◆ Selection ◆
● ● ● ●
Laser cut chassis for assembly with finger joints 202z comprises a central rib 299y having a support section 298 for supporting head frame 224z.

Central rib 299y and side ribs 299x and 299z are held together on one side by Small steel board 23 lz and head frame 224z, and on the other side by back steel board 232x and strings anchoring bridge 232z.

Finger joints are used to connect some of the parts as can be seen in the assembled (in cut-out view) for connecting central rib 299y and strings anchoring bridge 232z. Similarly, enlarged finger joint 232u is seen for connecting central rib 299y and head frame 224z.

Slots, such as 297 (only few are marked) shaped to mate with bulges 296 to help aligning the parts during assembly. Joining the parts may further comprise spot welding, soldering, gluing, or other methods known in the art. It should be noted that finger joints in this formation may not be stable thru time and mechanical shocking or vibrations; however, in this case, the formation will later in the production process be stabilized by a resin, as explained regarding Figure 2C as well as in other places thru this document. The advantage of using finger joints in this formation is in avoiding the need to use welding, screws, or other similar methods which are costly and/or has accuracy issues.

Figure 3C schematically depicts an exemplary embodiment of metal chassis 202d according to another exemplary embodiment of the current disclosure.

Metal chassis 202d provides the rigidity to withstand the tension of the strings. Metal chassis 202d may be stamped and/or folded metal sheet, wherein the folds provides additional strength to withstand the tension of the strings.

Head frame 224d comprises holes 225d for the poles of the string tuning machines.

Strings anchoring bridge 241 is connected to the end of metal chassis 202d supports the bridge. Strings anchoring bridge 241 is optionally made of stainless steel, and is optionally connected by 4 screws 225k to the metal chassis 202d.

Figure 3C(i) shows the cross section of metal chassis 202d at the neck section 108.

Figure 3C(ii) shows the cross section of metal chassis 202d at the neck base section 208.

Figure 3C(iii) shows enlargement of the strings anchoring bridge 241 and its connection to the end of metal chassis 202d. Figure 3D schematically depicts an exemplary embodiment of metal chassis 202e according to yet another exemplary embodiment of the current disclosure.
● ● ● ●
◆ Records shown ◆
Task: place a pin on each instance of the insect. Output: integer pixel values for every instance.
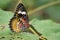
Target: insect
(20, 22)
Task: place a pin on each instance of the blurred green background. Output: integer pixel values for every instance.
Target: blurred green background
(44, 15)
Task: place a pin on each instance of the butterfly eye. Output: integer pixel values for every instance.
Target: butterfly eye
(24, 13)
(19, 12)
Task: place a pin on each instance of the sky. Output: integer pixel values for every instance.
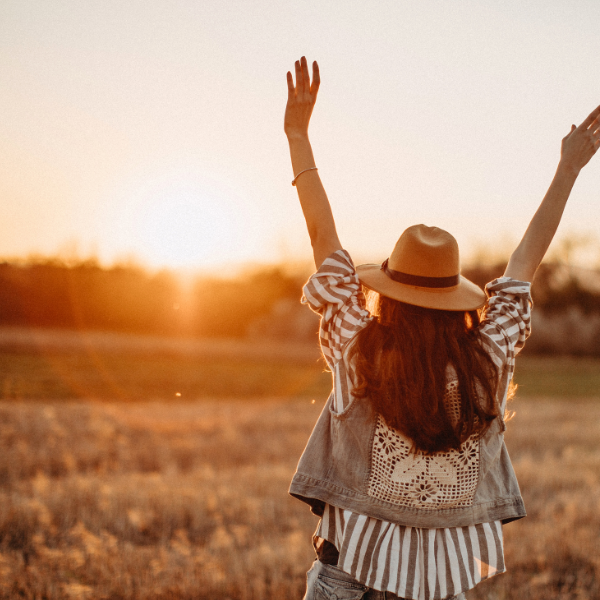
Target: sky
(153, 131)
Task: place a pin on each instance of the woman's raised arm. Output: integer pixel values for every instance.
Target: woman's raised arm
(313, 199)
(577, 148)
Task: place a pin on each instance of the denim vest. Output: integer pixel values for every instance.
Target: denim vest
(354, 461)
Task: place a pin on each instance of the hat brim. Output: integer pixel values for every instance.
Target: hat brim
(464, 296)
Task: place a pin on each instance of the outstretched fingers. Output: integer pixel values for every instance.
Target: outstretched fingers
(593, 116)
(305, 75)
(314, 88)
(291, 88)
(299, 78)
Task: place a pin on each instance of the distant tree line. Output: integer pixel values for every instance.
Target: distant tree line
(129, 299)
(264, 303)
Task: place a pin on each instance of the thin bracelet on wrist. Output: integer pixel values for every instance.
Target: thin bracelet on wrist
(296, 177)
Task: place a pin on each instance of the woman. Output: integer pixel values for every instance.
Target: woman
(407, 466)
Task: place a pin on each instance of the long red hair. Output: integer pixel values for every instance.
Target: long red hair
(401, 361)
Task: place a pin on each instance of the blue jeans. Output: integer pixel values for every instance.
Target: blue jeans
(326, 582)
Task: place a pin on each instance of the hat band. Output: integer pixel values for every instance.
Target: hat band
(418, 280)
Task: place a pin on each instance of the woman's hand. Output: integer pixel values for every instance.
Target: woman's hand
(578, 147)
(301, 99)
(581, 143)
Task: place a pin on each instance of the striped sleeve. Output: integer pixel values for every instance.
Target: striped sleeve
(506, 322)
(334, 292)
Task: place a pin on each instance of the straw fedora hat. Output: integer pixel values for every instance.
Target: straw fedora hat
(424, 270)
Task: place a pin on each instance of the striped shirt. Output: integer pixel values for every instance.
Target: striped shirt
(411, 562)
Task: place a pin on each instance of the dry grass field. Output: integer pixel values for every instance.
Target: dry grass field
(189, 500)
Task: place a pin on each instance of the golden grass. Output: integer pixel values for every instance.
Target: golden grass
(190, 501)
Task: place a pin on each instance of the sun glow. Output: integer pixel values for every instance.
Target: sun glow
(178, 221)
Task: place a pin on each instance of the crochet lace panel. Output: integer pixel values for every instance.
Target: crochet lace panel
(441, 480)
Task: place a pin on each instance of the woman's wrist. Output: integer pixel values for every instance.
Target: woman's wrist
(567, 170)
(296, 137)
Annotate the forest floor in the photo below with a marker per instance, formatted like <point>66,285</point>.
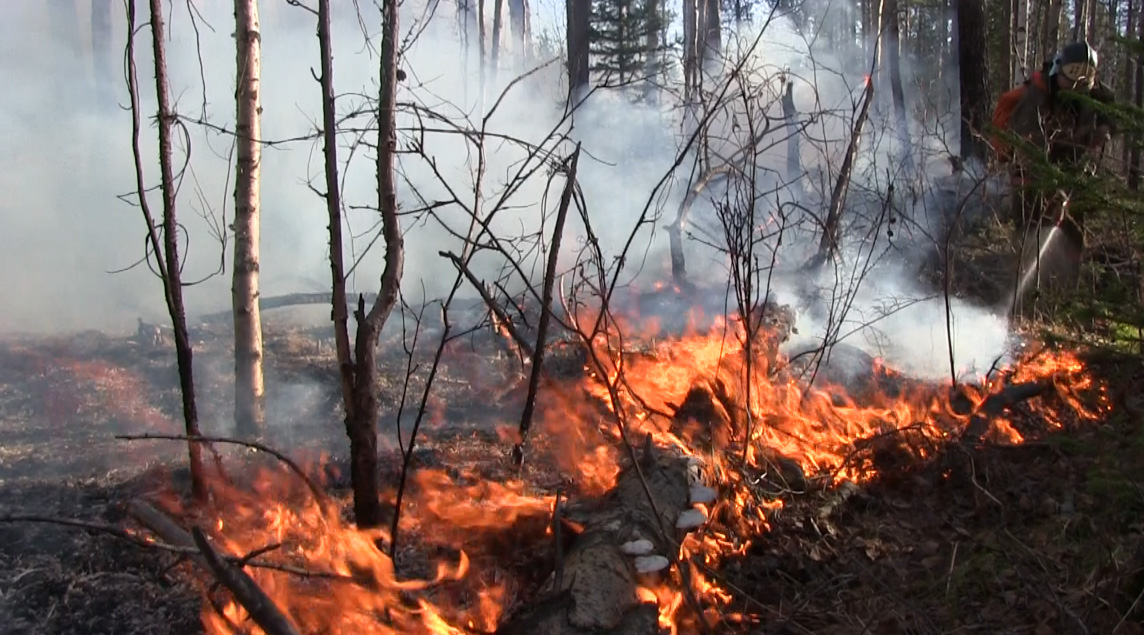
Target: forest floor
<point>1040,538</point>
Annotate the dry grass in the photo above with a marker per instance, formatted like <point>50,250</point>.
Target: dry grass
<point>1039,539</point>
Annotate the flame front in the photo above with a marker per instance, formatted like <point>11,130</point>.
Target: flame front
<point>356,589</point>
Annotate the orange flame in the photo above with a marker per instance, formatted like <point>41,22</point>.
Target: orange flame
<point>817,429</point>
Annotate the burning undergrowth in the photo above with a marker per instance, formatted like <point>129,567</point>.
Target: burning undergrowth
<point>483,545</point>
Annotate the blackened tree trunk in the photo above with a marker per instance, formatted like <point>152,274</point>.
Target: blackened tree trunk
<point>1134,158</point>
<point>894,61</point>
<point>249,390</point>
<point>1005,55</point>
<point>712,46</point>
<point>579,16</point>
<point>498,12</point>
<point>359,372</point>
<point>362,427</point>
<point>1050,30</point>
<point>972,73</point>
<point>168,263</point>
<point>521,24</point>
<point>690,47</point>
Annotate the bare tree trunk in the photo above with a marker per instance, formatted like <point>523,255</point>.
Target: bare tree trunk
<point>690,47</point>
<point>712,46</point>
<point>498,12</point>
<point>102,58</point>
<point>1094,36</point>
<point>1017,40</point>
<point>467,25</point>
<point>362,420</point>
<point>1032,42</point>
<point>1005,57</point>
<point>168,263</point>
<point>1134,157</point>
<point>1050,30</point>
<point>484,58</point>
<point>1128,76</point>
<point>521,23</point>
<point>892,58</point>
<point>579,14</point>
<point>249,389</point>
<point>972,76</point>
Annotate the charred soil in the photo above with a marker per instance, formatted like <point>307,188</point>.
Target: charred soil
<point>1041,537</point>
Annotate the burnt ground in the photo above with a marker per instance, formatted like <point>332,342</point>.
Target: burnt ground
<point>1045,538</point>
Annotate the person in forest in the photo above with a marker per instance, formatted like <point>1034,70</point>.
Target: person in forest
<point>1049,118</point>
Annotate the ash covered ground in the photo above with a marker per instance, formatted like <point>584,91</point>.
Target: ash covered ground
<point>1035,539</point>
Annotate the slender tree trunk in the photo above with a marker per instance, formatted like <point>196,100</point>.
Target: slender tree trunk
<point>521,23</point>
<point>1005,57</point>
<point>690,47</point>
<point>248,383</point>
<point>1051,30</point>
<point>483,55</point>
<point>579,14</point>
<point>972,76</point>
<point>362,427</point>
<point>1134,157</point>
<point>1032,34</point>
<point>1016,40</point>
<point>713,33</point>
<point>894,61</point>
<point>173,285</point>
<point>467,25</point>
<point>102,58</point>
<point>498,12</point>
<point>334,211</point>
<point>1128,74</point>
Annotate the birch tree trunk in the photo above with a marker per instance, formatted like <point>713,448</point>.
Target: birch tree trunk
<point>248,385</point>
<point>362,418</point>
<point>521,23</point>
<point>690,47</point>
<point>712,46</point>
<point>894,61</point>
<point>579,13</point>
<point>498,12</point>
<point>972,76</point>
<point>1134,157</point>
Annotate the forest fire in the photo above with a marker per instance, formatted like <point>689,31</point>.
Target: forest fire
<point>682,398</point>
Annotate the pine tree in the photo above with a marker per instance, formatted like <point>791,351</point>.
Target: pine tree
<point>621,49</point>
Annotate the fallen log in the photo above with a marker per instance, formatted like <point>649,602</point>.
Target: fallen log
<point>621,541</point>
<point>246,592</point>
<point>999,402</point>
<point>267,303</point>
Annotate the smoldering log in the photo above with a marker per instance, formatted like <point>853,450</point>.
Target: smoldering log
<point>999,402</point>
<point>267,303</point>
<point>620,541</point>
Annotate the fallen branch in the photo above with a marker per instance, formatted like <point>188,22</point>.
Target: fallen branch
<point>318,493</point>
<point>546,309</point>
<point>498,311</point>
<point>267,303</point>
<point>121,533</point>
<point>246,592</point>
<point>622,545</point>
<point>996,403</point>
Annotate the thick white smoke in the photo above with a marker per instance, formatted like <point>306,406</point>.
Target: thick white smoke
● ● ● ●
◆ Challenge 1 ◆
In the chassis description, how many screws optionally connect strings anchoring bridge 241 to metal chassis 202d?
◆ Challenge 2 ◆
Continue the chassis description from its last sentence.

◆ Written answer 1 ◆
Four screws (225k).

◆ Written answer 2 ◆
Metal chassis 202e provides the rigidity to withstand the tension of the strings. Metal chassis 202e has a rectangular box cross section, wherein the box shape provides additional strength to withstand the tension of the strings. Optionally metal chassis 202e is welded from a plurality of extruded metal profile sections 244. Alternatively, metal chassis 202e is welded from cut metal sheets. Other metal manufacturing processes known in the art may be used.

Head frame 224e comprises bays 225e for the poles of the string tuning machines.

A strings anchoring bridge 291 is optionally an integral part of the anchoring plate 251.

Figure 3D(i) shows the cross section of metal chassis 202e at the neck section 108.

Figure 3D(ii) shows the cross section of metal chassis 202e at the neck base section 208.

Figure 4 A schematically depicts insertion of pickup cassette 107 into pickup cassette bay 207 according to an exemplary embodiment of the current disclosure.

In figure 4A(i), pickup cassette 107 is seen before it is inserted 401 into the pickup cassette bay 207. When fully inserted, as seen in figure 4A(ii), the mechanical fastener 406 is engaged with the mating fastener 404 (seen in figure 4B(ii)) in the pickup cassette bay 207 to provide positional accuracy. Release button 421 (seen in figure 4B(ii)) is the actual lock of the cassette, while projection 404 is responsible to make sure it is aligned (perpendicular to the strings). As seen in figure 4A(ii), pickup cassette 107 is inserted below strings 410 such that pickup sensors 412 in rows of pickup sensors 112 are below the strings 410.

Elastomeric pillows 402, made for example of rubber, Silicon rubber, or other elastomer, are pushed against the back wall 407 of the pickup cassette bay 207 to prevent the pickup cassette 107 from rattling within the pickup cassette bay 207.

Preferably cassette lateral sides are slightly tilted (that is: not parallel such as marked by dotted lines 499a and 499b) to form a trapezoid shape, to prevent jamming while the insertion is taking place. As a result, the insertion is very easy until reaching the last few millimeters of the cassette bay, to engage the flex stopper catch (release button locking tooth).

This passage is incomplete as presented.